The exercise:
Rewrite the entries below, changing each occurrence of "--return-all-boxes" to "--all-boxes" and leaving every other character unchanged.
╭─ Entries provided
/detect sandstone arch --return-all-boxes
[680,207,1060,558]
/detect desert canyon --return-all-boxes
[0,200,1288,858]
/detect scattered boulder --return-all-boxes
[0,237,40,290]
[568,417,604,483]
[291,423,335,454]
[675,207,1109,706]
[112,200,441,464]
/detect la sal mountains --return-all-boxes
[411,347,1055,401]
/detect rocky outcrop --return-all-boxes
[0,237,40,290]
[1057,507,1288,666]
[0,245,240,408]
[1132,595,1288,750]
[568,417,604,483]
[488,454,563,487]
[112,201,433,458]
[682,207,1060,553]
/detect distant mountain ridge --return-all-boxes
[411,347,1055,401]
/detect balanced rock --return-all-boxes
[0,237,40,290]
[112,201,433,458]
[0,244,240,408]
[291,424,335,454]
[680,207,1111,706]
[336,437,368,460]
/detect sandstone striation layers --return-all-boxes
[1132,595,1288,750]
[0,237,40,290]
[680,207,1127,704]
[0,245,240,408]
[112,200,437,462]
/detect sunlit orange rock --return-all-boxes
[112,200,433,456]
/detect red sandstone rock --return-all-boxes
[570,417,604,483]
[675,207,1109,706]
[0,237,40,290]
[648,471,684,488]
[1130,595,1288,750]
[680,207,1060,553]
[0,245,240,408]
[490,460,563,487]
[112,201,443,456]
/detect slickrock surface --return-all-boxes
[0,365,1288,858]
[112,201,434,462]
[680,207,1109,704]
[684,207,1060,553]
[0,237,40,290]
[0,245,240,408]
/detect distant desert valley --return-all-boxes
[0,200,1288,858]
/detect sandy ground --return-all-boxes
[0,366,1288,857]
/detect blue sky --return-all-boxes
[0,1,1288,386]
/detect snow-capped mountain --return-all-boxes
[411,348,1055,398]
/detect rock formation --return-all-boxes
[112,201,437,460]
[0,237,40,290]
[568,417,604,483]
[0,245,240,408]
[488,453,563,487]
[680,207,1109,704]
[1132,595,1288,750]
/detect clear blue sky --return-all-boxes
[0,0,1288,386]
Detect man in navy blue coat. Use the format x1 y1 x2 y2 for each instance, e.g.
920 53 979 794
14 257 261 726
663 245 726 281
╰─
Answer in full:
/detect sandstone arch --all-boxes
[680,207,1060,558]
/detect desert canyon --all-boxes
[0,200,1288,858]
/detect scattered boulder --all-boxes
[0,237,40,290]
[568,417,604,483]
[291,423,335,454]
[675,207,1109,706]
[112,200,441,464]
/detect la sal mountains --all-boxes
[411,347,1055,401]
/detect rocky outcrop --all-boxes
[0,237,40,290]
[1057,507,1288,666]
[0,245,240,408]
[1132,595,1288,750]
[568,417,604,483]
[488,454,563,487]
[112,201,433,458]
[682,207,1060,553]
/detect distant mountain ridge --all-boxes
[411,347,1055,401]
/detect balanced rock --all-boxes
[0,237,40,290]
[112,201,433,458]
[0,244,240,408]
[291,424,335,454]
[680,207,1111,706]
[336,437,368,460]
/detect sandstone striation layers --all-boxes
[1132,595,1288,750]
[0,237,40,290]
[680,207,1127,704]
[0,245,240,408]
[112,200,437,462]
/detect sunlit orange rock --all-boxes
[112,200,433,456]
/detect red sandstone rock --all-boxes
[570,417,604,483]
[675,207,1109,706]
[0,237,40,290]
[648,471,684,488]
[1130,595,1288,750]
[680,207,1060,553]
[0,245,240,408]
[490,460,563,487]
[112,201,443,456]
/detect slickrock surface --all-boxes
[0,365,1288,858]
[112,201,434,462]
[680,207,1109,704]
[684,207,1060,553]
[0,237,40,290]
[0,245,240,408]
/detect distant desert valley --all-boxes
[0,200,1288,858]
/detect sandy ground --all-boxes
[0,366,1288,857]
/detect blue sky --all-boxes
[0,1,1288,386]
/detect snow-capped mountain --all-boxes
[411,348,1055,398]
/detect rock formation --all-boxes
[112,201,437,460]
[0,237,40,290]
[568,417,604,483]
[0,245,240,408]
[488,453,563,487]
[680,207,1109,704]
[1132,595,1288,750]
/detect clear blue sky --all-boxes
[0,0,1288,386]
Detect man in navy blue coat. Use the format x1 y1 x2 y2 for each instance, e.g.
920 53 979 794
14 257 261 726
663 245 726 281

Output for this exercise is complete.